— start DOCUMENT SEGMENT —
Created on 2021-05-22 by the reprex package (v2.0.0)

Can you help me?

mdancho84 commented 3 years ago

Will need to take a look this upcoming week. For some reason the date index column is getting passed to H2O AutoML, which is no good. We only want features derived from that date column to be passed.

agila5 commented 3 years ago

Ok, I will wait for your response. Thank you very much!

jcrodriguez1989 commented 3 years ago

Hi @mdancho84 , thanks for this package and all the documentation! I am also trying to use {modeltime.h2o} with datetime data (hourly-specific). Let me know if you would need a reprex :)

jcrodriguez1989 commented 3 years ago

Hi @mdancho84 , I was doing some research on this issue, and I think this is an H2O issue, not specific to {modeltime.h2o} (I will submit a PR to H2O about this). This is the reprex I built, that would fail for both {modeltime.h2o} and {h2o}:

> library("dplyr")
> library("h2o")
> library("lubridate")
> hourly_calls <- tibble(
+   ds = seq.POSIXt(now() - days(7), now(), by = "hour"),
+   calls = rpois(7 * 24 + 1, lambda = 4)
+ )
> h2o.init()
> as.h2o(hourly_calls)

ERROR: Unexpected HTTP Status code: 412 Precondition Failed (url = http://localhost:54321/3/Parse)

water.exceptions.H2OIllegalArgumentException
 [1] "water.exceptions.H2OIllegalArgumentException: Provided column type POSIXct is unknown.  Cannot proceed with parse due to invalid argument."
...
[41] "    java.base/java.lang.Thread.run(Thread.java:829)"                                                                                       

Error in .h2o.doSafeREST(h2oRestApiVersion = h2oRestApiVersion, urlSuffix = page,  : 

ERROR MESSAGE:

Provided column type POSIXct is unknown.  Cannot proceed with parse due to invalid argument.
— end DOCUMENT SEGMENT —
— start SUPPLIED ENTRIES —
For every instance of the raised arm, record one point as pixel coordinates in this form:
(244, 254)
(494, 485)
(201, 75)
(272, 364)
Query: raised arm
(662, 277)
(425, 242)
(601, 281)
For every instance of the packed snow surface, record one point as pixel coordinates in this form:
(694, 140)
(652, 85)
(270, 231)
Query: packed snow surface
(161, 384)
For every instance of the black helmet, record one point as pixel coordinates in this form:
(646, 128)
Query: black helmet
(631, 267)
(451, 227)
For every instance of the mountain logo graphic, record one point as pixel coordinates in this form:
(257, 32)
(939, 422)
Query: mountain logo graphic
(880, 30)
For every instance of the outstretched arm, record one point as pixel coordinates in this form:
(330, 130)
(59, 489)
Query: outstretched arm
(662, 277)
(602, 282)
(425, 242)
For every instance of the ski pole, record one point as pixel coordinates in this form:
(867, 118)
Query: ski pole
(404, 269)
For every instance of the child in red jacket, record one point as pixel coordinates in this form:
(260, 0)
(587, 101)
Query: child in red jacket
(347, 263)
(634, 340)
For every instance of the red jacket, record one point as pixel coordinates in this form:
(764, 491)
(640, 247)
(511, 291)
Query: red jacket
— end SUPPLIED ENTRIES —
Please carry on the discussion of the POSIXct parse error in H2O, picking up right after its final line.

• **TASK RESPONSE**
However, I found something curious while checking this out. In automl_fit_impl function definition, on line 180 we are using a variable named data which is not provided as input and neither it is in ... by default. The conditional is evaluating always to TRUE as it is using utils::data function. I guess this line should be: if (!inherits(x, "H2OFrame")) {

Would you like me to fix this in a PR?

mdancho84 commented 3 years ago

Oh wow, that's funny about the data bug. Yes, please feel free to submit a PR. We can fix that.

Regarding the POSIXct format, that is interesting. I'm surprised we are passing it as a feature, but it's been a while since I reviewed the code.

One solution is to simply remove the name of the datetime feature from the x_nms variable. This would prevent the POSIXct is unknown error.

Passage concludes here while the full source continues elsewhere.